─── Document segment ───

It’s not all bad news. I set up dual-boot on Mahoro a few months back so I could play my Steam games easily, but as it turns out I think I’ll be using her for development from here on out anyway. The source code for the old engines isn’t lost forever (I don’t think it is, anyway); I just need to get a hard drive enclosure to put the old machine’s drives in and retrieve it from there. And even though things are going to be a little rough soon, I’ll be paying for another year of the Creator’s Club here very shortly so that I can continue to develop and deploy to the 360. The action engine, from what I recall, was pretty adaptable, so putting together something simple and interesting is probably going to be fairly easy. The hardest part, as before, will be the art and music/sounds. We’ll see.
Catch you folks later.
In a discussion released recently regarding the Wii version of Punch-Out, Shigeru Miyamoto said:
Now, when young game designers make games and they are not fun, they add a lot of new material to try and make it fun. Even though they should make the game more fun using what they have right in front of them fully, they bring in new stuff.

─── Supplied material ───

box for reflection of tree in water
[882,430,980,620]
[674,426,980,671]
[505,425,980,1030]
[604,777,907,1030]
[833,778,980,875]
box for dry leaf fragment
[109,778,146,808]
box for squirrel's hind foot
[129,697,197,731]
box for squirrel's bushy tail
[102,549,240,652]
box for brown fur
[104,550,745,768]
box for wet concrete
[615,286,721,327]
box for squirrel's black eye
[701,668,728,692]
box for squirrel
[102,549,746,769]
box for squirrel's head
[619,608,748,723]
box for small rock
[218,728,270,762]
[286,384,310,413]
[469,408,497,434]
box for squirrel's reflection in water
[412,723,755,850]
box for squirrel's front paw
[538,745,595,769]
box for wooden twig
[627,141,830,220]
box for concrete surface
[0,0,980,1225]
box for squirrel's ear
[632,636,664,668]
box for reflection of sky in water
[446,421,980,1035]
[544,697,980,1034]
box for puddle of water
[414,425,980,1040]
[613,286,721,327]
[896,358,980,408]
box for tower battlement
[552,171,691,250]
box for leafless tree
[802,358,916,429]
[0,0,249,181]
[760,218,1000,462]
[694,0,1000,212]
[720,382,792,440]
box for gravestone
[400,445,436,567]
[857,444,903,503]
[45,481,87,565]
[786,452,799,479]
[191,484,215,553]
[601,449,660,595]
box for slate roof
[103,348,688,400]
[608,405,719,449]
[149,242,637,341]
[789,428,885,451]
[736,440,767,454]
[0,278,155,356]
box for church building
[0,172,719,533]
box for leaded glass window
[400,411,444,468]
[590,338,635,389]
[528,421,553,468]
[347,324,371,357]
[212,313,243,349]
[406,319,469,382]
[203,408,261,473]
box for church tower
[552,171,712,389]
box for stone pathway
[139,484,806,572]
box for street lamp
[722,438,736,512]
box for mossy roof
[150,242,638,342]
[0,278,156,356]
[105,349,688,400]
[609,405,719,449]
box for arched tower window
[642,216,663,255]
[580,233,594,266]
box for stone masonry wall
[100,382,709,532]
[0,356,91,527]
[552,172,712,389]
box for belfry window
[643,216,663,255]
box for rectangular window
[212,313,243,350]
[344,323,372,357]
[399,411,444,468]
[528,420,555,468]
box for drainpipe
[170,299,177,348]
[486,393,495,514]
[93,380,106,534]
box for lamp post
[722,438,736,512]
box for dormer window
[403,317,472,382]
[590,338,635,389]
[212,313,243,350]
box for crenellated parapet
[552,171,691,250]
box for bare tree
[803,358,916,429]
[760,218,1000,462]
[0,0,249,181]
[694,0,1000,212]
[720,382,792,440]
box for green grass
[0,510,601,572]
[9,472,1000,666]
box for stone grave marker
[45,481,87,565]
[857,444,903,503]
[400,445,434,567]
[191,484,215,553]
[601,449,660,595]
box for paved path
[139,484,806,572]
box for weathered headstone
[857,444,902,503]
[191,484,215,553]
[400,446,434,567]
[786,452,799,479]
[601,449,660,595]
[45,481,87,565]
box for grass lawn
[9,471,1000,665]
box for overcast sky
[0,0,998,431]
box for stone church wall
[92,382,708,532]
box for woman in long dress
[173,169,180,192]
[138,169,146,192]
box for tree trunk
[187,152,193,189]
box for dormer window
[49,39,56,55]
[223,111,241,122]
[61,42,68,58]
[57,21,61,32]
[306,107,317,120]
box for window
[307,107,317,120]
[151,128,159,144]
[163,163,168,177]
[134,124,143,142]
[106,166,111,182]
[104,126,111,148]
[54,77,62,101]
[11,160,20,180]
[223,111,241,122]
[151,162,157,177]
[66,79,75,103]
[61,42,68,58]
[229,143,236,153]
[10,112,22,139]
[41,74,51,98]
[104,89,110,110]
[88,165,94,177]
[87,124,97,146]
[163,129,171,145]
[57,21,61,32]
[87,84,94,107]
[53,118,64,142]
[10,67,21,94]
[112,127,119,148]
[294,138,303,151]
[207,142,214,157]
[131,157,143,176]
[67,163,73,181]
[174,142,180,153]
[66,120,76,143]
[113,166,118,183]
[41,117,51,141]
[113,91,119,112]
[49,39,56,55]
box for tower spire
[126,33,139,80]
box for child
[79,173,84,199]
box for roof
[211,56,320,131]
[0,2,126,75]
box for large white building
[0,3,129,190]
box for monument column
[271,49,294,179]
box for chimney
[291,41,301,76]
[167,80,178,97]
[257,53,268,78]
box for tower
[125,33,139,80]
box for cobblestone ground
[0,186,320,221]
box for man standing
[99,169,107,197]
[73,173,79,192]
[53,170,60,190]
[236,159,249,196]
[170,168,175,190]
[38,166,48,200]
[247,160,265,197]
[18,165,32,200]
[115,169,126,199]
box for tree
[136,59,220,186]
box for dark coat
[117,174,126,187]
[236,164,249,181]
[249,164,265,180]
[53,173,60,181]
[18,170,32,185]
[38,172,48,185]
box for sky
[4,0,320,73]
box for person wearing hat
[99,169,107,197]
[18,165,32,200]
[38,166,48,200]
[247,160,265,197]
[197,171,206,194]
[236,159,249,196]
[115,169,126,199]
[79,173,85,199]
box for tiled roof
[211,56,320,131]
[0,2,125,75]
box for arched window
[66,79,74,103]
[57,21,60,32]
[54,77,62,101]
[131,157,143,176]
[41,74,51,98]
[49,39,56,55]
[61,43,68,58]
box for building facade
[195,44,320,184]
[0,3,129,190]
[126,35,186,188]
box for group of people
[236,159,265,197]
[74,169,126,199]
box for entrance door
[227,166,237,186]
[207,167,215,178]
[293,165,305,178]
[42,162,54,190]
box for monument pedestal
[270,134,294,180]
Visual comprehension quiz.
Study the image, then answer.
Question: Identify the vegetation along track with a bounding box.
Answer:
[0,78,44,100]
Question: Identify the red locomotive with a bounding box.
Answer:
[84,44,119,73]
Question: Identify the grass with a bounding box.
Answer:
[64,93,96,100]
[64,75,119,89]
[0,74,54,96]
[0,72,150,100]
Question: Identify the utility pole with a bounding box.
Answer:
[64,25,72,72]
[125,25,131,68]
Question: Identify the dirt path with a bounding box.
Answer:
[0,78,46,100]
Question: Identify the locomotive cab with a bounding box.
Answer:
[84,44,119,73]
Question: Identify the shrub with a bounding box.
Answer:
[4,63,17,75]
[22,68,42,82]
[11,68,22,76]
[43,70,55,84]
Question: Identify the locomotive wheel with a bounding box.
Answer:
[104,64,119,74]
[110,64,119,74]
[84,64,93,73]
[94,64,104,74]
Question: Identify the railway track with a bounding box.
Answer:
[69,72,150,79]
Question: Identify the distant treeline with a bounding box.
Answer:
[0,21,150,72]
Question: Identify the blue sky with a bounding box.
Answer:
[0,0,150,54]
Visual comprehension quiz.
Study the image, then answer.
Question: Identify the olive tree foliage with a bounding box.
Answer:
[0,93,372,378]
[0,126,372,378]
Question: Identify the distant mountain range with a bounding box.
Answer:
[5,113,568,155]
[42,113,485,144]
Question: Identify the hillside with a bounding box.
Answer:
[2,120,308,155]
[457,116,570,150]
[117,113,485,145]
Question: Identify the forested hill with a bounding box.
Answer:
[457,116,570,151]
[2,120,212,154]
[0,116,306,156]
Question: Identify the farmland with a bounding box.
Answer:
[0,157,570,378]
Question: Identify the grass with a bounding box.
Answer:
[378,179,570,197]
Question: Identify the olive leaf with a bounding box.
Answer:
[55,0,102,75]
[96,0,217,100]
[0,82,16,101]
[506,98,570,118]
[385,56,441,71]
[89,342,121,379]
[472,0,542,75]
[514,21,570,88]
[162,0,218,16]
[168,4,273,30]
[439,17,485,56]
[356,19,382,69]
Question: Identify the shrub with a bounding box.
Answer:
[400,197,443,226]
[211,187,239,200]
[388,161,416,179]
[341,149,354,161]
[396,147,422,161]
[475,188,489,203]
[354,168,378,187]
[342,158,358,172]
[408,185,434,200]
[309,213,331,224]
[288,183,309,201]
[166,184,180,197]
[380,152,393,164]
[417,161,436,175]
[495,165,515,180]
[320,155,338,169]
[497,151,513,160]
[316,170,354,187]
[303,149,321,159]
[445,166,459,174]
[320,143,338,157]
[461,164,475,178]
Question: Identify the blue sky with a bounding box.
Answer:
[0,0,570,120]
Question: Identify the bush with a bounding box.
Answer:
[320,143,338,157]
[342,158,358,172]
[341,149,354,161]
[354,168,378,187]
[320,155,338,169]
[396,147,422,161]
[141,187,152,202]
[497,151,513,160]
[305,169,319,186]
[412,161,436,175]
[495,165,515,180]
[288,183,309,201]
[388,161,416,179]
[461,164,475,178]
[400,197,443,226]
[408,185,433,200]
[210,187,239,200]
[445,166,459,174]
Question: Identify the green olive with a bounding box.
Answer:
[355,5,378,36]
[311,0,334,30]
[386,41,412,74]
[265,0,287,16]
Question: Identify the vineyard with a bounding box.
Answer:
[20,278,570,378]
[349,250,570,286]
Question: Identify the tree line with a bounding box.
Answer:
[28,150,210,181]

───

## Challenges
[A] In the game development blog post, why did the writer set up dual-boot on Mahoro?
[B] Render this sentence from the game development blog post in Spanish: "The hardest part, as before, will be the art and music/sounds."
[C] Carry the game development blog post forward from its last sentence.

## Responses for each task
[A] The writer set it up to play Steam games easily.

[B] La parte más difícil, como antes, será el arte y la música/los sonidos.

[C]
In a nutshell, he’s pretty much summed up my main source of worry about the XNA projects. I could care less about how well the game sells, honestly (though it would be nice if the game does well enough to cover costs). What I’m worried about most is if the people who play it are having fun.
Right now, I’m in the engine-building phase; I’m designing, more or less, the tools that I will use to create a game. At any point during that later phase– the game design phase– I still have the ability to go back and say, “I need this,” and then go and implement it. This gives me a lot of freedom, almost too much freedom. This is because the more times I go back to the engine and tack on more stuff, the more complicated it gets; and the more complicated an engine is, the greater the chance that there will be bugs based on a flawed or incompatible implementation of the stuff tacked on.
When I was building XVINE, I had a dozen or so thoughts flitting through my head at any given time as to what tools I would need, what objects I needed to implement, and what situations I would encounter. When it came time to finally put it all together, though, I found that many of the things I thought were absolutely necessary were in fact either redundant or useless, because I could do it with simpler tools used more intelligently. Granted, there were situations where a single tool was only used once, but that’s because what it did could not be replicated by another tool combination.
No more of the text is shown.